_작업 요청_
아래 데이터에서 "For each <instance>" 포함 줄부터 "box: [1118, 726, 1173, 767]" 포함 줄까지(양 끝 줄 포함)를 다시 적으세요. "rough mask" 대신 "coarse mask" 문구를 넣고 나머지는 그대로 두세요.

_저장된 데이터_

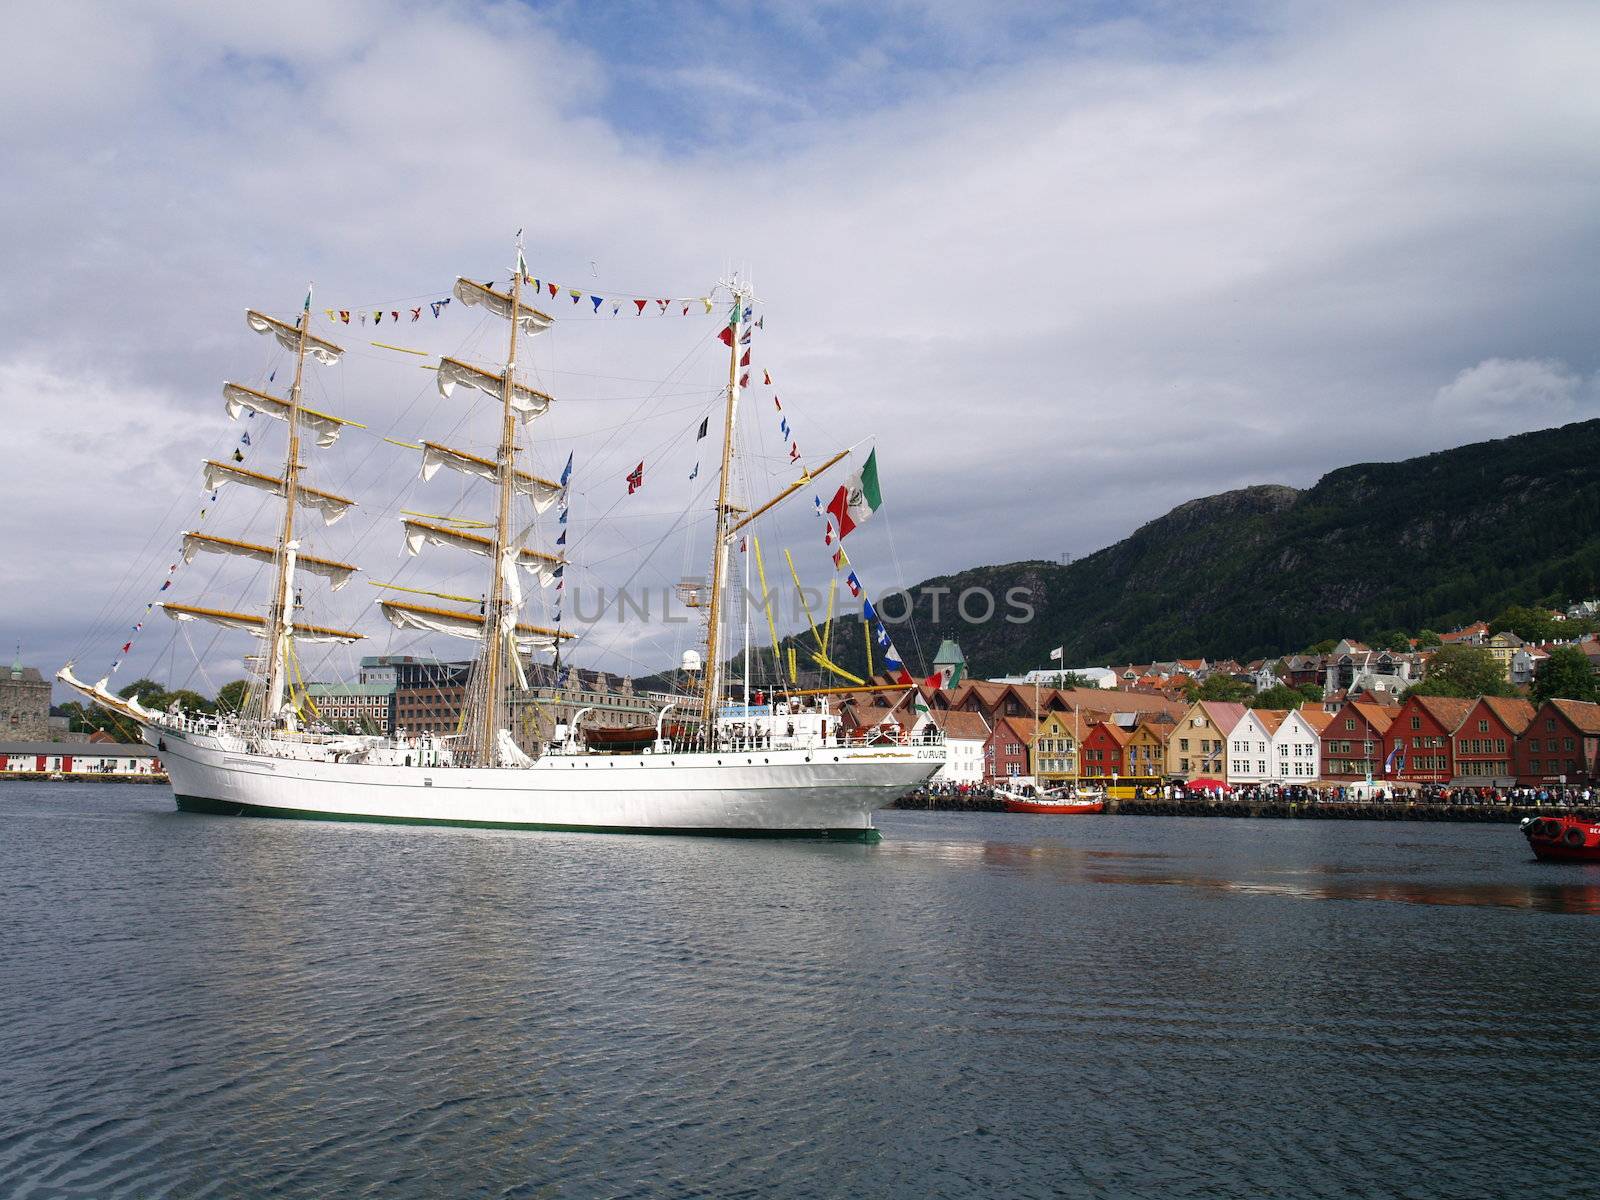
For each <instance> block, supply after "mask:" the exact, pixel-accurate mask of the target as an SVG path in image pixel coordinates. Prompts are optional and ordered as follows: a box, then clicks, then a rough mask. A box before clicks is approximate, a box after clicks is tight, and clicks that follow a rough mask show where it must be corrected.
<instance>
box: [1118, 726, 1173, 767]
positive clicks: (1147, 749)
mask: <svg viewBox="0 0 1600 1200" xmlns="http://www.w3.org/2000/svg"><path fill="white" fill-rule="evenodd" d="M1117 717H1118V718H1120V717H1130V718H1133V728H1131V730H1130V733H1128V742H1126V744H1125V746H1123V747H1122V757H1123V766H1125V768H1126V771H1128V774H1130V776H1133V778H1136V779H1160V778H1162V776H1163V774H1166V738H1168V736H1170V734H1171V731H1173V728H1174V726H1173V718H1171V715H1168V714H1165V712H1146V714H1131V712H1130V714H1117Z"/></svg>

---

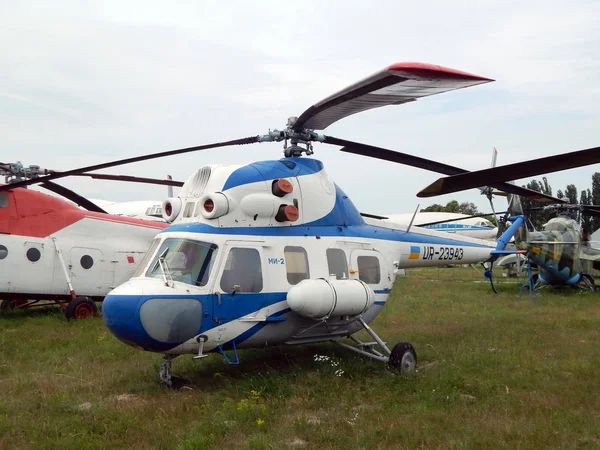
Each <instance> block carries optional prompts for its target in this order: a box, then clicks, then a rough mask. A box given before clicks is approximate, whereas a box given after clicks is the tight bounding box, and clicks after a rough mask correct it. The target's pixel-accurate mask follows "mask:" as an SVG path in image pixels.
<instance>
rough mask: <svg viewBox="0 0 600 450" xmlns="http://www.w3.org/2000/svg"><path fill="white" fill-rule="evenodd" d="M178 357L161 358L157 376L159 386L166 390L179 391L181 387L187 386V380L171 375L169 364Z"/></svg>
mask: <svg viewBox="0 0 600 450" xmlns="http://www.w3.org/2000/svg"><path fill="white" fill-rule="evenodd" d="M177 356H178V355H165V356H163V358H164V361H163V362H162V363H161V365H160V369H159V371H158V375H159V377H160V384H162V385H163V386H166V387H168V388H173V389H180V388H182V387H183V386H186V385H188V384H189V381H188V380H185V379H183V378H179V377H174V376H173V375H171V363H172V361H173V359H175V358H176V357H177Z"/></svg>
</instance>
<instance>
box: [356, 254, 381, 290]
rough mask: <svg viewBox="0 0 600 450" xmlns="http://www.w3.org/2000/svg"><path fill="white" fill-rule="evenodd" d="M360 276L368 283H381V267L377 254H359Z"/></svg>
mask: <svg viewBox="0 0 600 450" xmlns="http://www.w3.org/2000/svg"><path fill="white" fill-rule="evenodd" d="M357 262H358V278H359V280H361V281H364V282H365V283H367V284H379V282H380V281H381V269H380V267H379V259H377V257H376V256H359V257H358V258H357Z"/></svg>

==

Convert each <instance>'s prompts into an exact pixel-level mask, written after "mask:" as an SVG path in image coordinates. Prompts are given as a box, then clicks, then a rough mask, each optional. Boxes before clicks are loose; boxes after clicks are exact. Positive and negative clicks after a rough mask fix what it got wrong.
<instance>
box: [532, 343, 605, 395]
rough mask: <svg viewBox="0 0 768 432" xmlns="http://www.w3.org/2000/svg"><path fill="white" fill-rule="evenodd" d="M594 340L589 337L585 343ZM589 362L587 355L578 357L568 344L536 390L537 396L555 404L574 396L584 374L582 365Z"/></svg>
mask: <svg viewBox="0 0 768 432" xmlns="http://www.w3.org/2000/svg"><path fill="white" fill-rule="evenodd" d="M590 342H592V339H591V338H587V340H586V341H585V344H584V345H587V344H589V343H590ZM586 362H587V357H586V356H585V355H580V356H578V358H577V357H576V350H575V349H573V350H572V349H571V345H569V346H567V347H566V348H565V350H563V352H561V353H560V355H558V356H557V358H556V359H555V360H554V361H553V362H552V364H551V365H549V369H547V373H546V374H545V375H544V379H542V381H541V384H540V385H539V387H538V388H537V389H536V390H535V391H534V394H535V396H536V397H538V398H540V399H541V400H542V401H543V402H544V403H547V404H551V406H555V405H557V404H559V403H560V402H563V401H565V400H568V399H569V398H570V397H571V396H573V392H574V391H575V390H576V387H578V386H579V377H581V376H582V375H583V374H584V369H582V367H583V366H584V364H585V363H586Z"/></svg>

_작업 응답_
For each <instance> block, supply after "mask:" the exact, pixel-accurate mask of the target as an SVG path in image pixel coordinates. Prompts are optional and ordered as follows: a box, then clicks, then a coarse mask. A box before clicks is approximate, a box after clicks is tight, and clicks that follow a coarse mask show where it must be corrected.
<instance>
box: [1118, 726, 1173, 767]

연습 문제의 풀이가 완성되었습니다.